▸ **Short task**: Pick out and copy every line of the data below that contains the string "engine". Case counts when matching.

▸ **Supplied records**:
○ ○ ○ ○ ○ ○ ○

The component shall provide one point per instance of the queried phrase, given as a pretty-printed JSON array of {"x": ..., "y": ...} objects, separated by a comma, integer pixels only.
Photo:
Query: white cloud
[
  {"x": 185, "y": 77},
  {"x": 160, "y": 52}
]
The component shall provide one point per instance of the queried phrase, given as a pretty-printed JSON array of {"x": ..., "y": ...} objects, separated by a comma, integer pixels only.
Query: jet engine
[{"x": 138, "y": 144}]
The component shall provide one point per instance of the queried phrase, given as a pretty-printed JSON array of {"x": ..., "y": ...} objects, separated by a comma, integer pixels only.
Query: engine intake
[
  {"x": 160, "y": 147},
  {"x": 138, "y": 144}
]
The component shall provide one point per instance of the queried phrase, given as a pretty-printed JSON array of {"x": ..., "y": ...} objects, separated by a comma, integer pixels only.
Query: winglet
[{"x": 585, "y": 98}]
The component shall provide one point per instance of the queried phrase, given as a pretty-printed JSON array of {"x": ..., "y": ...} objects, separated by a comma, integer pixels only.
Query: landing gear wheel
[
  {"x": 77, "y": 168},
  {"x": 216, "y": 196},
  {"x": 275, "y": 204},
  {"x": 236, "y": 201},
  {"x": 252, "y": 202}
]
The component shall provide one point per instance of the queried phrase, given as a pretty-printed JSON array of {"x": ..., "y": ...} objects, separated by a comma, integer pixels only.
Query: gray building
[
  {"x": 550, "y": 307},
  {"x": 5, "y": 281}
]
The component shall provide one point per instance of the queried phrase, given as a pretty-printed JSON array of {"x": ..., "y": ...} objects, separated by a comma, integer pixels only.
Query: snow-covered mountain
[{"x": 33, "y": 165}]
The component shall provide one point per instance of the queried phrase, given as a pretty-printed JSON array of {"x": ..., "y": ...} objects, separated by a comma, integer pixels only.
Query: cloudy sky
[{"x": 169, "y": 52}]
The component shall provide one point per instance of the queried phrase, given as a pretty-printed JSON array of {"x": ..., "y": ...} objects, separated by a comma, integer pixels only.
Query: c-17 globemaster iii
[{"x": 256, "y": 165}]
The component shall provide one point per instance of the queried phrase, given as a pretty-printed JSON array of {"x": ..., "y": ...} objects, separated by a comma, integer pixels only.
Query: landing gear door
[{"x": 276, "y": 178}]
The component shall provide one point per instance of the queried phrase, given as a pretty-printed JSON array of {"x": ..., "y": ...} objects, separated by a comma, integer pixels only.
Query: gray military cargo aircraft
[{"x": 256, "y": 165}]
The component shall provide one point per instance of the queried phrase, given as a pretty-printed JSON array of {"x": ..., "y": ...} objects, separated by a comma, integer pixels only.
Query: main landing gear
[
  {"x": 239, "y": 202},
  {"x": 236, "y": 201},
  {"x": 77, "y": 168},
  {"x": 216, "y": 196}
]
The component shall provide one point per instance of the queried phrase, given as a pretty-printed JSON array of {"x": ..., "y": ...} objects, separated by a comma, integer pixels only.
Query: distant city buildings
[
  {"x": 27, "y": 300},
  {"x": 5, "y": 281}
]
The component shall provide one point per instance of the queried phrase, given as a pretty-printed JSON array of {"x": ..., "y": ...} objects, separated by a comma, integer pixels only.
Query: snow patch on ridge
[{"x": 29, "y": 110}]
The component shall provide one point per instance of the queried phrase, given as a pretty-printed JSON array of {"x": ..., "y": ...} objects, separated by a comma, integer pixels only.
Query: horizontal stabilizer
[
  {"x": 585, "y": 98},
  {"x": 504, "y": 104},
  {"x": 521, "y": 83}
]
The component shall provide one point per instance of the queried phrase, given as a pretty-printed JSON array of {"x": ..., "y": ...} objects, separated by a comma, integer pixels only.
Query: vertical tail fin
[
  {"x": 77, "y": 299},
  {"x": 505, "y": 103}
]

○ ○ ○ ○ ○ ○ ○

▸ **Answer**:
Query: jet engine
Query: engine intake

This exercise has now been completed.